Text provided:
········

In 2002, the Financial Accounting Standards Board (FASB) and the International Accounting Standards Board (IASB) agreed to work together to develop high quality, compatible accounting standards that could be used for both domestic and cross-border financial reporting. Since then, the bodies’ efforts to achieve the so-called “convergence” of US Generally Accepted Accounting Principles (GAAP) and International Financial Reporting Standards (IFRS) have had their ups and downs. This quest now appears to be reaching the end of the road, with FASB proposing an informal, collaborative model that will reduce differences in financial reporting, in lieu of the IASB’s one-size-fits-all approach. Here’s how it got to this point.
In 2002’s Norwalk Agreement, FASB and the IASB agreed to undertake a short-term project to remove a variety of individual differences between US GAAP and IFRS and to remove remaining differences through future joint projects. The goal of the Norwalk Agreement was to improve the consistency and comparability of financial statements worldwide.
Convergence turned out to be more difficult than anticipated. The respective standard setters had difficulties agreeing on what’s best for stakeholders, and the approval process took much longer than expected. Eventually, the boards focused primarily on four specific joint projects: revenue recognition, insurance, financial instruments, and leases.
The revenue recognition project has been the greatest success to date. A major global standard — issued under US GAAP in Accounting Standards Update No. 2014-09, Revenue from Contracts with Customers — takes effect for reporting periods beginning after Dec. 15, 2016, for public companies. While private companies may also opt to implement the new rules at that time, they have an extra year before they’re required to comply.
The new guidance is intended to standardize and simplify the revenue recognition process for customer contracts across different industries and geographic locations. (Previously, GAAP had general revenue recognition rules along with more than 200 industry- and transaction-specific rules, while IFRS provided only limited guidance.) But many companies are uncertain how to apply the new standard. The American Institute of Certified Public Accountants (AICPA) has already established 16 industry-specific task forces to help companies implement the new rules.

········

Study questions:
1. Summarize the text on accounting standards convergence in two sentences.
2. Reproduce word for word the stretch of the text on accounting standards convergence from "Convergence turned out" through "instruments, and leases.".
3. Please write the next part of the text on accounting standards convergence, starting after its last sentence.

········

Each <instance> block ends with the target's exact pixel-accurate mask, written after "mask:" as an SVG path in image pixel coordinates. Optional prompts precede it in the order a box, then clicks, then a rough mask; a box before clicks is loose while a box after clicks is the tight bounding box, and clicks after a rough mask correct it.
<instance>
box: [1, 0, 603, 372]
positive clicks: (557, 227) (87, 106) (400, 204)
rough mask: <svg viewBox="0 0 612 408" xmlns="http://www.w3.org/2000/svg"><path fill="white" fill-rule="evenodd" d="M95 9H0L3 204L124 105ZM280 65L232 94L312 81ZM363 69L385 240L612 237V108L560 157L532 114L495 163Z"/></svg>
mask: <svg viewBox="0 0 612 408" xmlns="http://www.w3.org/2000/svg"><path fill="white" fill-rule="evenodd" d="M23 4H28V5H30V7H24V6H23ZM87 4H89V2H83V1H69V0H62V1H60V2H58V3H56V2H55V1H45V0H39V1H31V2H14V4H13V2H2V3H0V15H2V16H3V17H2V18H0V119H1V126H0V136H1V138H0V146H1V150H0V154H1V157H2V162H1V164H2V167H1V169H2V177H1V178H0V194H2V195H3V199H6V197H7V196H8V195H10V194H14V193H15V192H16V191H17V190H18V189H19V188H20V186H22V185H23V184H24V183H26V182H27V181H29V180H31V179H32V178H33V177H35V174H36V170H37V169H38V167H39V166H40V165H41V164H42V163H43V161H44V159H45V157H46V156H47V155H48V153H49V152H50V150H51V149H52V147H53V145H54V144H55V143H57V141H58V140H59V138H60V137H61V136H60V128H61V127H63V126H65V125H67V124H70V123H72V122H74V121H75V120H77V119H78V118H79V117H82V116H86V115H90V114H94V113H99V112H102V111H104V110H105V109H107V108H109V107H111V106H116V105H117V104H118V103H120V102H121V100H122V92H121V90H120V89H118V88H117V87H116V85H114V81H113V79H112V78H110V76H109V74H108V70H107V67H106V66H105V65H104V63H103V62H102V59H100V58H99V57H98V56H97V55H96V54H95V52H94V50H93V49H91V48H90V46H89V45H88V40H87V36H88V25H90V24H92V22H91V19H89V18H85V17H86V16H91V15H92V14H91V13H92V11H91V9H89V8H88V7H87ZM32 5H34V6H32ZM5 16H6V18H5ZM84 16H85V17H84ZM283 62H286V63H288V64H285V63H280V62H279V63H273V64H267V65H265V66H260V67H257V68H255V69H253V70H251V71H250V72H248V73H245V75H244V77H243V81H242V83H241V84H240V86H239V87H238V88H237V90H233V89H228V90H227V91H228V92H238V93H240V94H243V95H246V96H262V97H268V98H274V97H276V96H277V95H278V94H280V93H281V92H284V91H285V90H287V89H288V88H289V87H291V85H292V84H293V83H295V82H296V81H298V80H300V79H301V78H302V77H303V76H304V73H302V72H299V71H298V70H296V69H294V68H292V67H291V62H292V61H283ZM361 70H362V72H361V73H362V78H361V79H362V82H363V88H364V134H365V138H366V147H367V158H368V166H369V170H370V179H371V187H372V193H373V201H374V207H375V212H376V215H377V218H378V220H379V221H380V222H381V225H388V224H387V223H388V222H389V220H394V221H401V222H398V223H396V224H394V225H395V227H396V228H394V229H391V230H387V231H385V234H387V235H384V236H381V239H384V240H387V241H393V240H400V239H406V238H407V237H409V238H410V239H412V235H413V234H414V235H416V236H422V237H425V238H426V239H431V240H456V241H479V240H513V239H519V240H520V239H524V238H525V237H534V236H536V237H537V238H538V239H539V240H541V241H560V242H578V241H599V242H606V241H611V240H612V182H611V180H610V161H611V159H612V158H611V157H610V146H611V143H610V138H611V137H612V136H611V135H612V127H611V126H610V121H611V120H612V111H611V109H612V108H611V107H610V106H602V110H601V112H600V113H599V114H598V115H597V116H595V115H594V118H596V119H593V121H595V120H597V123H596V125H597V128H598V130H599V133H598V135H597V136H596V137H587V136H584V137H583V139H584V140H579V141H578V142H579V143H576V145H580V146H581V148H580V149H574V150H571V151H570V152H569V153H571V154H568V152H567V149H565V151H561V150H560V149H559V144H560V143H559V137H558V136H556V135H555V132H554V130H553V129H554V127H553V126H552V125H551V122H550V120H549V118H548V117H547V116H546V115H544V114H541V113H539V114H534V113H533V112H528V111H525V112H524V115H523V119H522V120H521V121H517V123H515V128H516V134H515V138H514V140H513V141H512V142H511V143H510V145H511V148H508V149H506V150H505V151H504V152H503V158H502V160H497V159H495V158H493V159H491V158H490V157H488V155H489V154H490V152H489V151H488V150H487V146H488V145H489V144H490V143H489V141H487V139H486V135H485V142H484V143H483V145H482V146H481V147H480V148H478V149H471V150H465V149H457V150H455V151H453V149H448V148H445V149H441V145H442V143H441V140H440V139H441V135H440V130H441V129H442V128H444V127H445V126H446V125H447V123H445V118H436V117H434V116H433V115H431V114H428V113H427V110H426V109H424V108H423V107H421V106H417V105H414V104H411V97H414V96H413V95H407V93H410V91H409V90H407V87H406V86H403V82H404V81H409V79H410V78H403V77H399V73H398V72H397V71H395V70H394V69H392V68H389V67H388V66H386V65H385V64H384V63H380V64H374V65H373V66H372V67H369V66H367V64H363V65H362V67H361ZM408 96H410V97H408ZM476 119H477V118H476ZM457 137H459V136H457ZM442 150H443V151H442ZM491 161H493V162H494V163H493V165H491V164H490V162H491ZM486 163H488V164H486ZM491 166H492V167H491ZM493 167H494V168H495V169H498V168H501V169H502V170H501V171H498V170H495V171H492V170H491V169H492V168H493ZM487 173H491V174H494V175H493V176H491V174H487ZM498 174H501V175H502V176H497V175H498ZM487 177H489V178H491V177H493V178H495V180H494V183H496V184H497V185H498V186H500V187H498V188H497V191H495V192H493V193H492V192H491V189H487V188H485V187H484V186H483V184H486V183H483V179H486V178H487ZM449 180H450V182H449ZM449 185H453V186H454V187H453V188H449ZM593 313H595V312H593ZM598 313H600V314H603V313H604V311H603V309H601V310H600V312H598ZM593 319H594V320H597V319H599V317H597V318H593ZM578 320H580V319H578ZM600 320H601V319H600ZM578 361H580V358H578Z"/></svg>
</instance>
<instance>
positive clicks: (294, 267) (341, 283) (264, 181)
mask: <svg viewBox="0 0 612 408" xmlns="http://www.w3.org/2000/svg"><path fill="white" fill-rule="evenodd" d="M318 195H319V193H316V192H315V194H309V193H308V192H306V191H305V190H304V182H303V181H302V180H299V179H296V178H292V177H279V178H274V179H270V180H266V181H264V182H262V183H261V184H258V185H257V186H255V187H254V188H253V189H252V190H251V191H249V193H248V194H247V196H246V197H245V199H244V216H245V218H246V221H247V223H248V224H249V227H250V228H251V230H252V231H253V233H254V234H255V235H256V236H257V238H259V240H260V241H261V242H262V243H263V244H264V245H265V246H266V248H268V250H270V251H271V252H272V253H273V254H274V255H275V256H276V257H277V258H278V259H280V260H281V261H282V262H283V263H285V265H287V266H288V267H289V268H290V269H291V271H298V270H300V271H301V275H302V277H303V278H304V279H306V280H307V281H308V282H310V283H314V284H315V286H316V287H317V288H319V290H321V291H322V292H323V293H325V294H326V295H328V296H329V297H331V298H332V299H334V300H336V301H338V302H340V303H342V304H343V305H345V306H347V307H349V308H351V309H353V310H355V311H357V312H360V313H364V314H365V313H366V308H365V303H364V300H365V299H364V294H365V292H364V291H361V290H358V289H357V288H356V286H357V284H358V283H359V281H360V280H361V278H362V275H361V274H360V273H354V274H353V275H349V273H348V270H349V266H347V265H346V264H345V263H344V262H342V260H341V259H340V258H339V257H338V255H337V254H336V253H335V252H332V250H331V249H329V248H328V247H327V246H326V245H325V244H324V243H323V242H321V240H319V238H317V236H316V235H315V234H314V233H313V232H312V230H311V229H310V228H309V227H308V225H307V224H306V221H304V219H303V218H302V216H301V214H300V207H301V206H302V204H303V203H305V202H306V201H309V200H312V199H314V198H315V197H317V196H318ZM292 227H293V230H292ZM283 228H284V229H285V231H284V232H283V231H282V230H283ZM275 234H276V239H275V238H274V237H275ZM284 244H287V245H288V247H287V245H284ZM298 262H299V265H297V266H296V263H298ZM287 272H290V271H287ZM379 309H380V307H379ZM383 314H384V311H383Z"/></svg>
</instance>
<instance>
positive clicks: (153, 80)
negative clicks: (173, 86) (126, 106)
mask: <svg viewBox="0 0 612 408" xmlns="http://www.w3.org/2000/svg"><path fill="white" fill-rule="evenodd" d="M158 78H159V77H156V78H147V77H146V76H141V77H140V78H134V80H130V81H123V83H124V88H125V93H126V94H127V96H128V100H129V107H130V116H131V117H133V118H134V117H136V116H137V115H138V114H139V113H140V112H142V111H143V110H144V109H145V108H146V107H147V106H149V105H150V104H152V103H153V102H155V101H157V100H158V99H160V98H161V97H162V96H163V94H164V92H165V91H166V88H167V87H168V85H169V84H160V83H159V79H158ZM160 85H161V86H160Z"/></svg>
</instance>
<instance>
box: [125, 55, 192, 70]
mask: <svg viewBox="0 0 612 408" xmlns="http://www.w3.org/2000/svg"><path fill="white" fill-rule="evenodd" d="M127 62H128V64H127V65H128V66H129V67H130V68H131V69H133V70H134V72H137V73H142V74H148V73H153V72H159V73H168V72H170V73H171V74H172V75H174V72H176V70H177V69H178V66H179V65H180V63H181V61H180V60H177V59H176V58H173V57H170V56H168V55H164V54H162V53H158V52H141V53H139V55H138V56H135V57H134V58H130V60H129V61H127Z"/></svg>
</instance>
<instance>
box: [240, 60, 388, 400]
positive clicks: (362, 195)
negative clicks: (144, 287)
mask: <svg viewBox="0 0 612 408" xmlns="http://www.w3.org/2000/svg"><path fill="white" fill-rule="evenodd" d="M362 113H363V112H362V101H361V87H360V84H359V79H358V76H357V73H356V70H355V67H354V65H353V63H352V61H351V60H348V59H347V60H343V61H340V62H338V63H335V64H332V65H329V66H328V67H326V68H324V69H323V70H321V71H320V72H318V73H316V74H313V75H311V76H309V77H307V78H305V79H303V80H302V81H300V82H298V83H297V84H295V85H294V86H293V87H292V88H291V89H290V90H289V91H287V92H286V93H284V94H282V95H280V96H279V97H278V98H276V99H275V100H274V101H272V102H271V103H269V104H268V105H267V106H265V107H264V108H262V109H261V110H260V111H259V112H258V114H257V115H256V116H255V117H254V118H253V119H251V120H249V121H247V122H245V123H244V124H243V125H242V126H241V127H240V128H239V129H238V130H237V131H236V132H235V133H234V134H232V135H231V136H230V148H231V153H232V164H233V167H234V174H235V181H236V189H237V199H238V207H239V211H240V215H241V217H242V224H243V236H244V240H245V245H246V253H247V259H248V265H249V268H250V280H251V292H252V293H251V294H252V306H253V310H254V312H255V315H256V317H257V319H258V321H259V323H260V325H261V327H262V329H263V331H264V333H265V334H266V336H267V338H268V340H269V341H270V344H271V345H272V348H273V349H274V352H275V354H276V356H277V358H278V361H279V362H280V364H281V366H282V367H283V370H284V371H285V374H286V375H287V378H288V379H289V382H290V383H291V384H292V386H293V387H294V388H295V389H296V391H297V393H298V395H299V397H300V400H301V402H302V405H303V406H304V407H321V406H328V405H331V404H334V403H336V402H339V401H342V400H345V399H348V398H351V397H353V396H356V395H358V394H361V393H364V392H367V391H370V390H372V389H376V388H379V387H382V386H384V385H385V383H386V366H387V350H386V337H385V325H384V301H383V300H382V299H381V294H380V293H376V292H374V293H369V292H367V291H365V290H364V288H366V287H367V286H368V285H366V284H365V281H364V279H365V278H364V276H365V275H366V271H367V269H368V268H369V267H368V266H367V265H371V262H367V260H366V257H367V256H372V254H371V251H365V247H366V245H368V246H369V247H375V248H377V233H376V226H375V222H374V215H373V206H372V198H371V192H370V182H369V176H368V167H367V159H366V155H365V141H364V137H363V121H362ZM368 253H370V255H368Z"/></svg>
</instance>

········

Results for the exercise:
1. In 2002, FASB and the IASB agreed to work together on compatible accounting standards, but converging US GAAP and IFRS proved more difficult than expected, and FASB is now proposing an informal, collaborative model instead of the IASB's one-size-fits-all approach. Of the four joint projects the boards focused on, revenue recognition has been the greatest success, yielding a global standard for customer contracts that takes effect for public companies in reporting periods beginning after Dec. 15, 2016.

2.
Convergence turned out to be more difficult than anticipated. The respective standard setters had difficulties agreeing on what’s best for stakeholders, and the approval process took much longer than expected. Eventually, the boards focused primarily on four specific joint projects: revenue recognition, insurance, financial instruments, and leases.

3.
The projects on insurance and financial assets have failed to produce joint guidance, and the boards have resigned themselves to producing different standards. FASB plans to release two major amendments on these topics by early 2015. A FASB spokesperson explained the breakdown in the insurance and financial assets joint projects by saying that, “when standards for convergence do not represent an improvement to US GAAP, we must do what we believe is in the best interests of investors who use it.”
For example, if FASB had adopted the IASB’s approach to financial asset impairment, US banks would probably have seen reduced loan loss reserves. FASB felt that such a change would be unwise in the aftermath of the 2008 financial crisis and resulting recession. Existing US GAAP requires companies to maintain higher reserves for a longer period of time than the IASB’s approach.
At this point, the lease project is the only outstanding convergence project. Accounting for leases is not only complex, but inconsistent across the globe. When companies rent such items as real estate or equipment, existing accounting standards often permit them to leave lease expenses off their balance sheets, effectively hiding significant liabilities from financial statement users.
In 2013, FASB and the IASB released largely converged proposals addressing how to report long-term lease contracts. The boards generally agreed companies should record liabilities for lease contracts that extend for more than 12 months. But the proposals have been met with vocal opposition, especially from businesses reluctant to report higher debt to stakeholders.
The boards also diverge on other major lease issues, most notably the recognition of expenses on the income statement. FASB has voted to keep the current model for expense recognition, but the IASB has reverted to the previously discarded approach of front-loading expenses by the lessee for all lease contracts, in effect treating all leases primarily as financing transactions. Unless the boards can reach consensus on the areas of disagreement, a fully converged standard — or even acceptance of the joint proposal on long-term lease contracts — is unlikely.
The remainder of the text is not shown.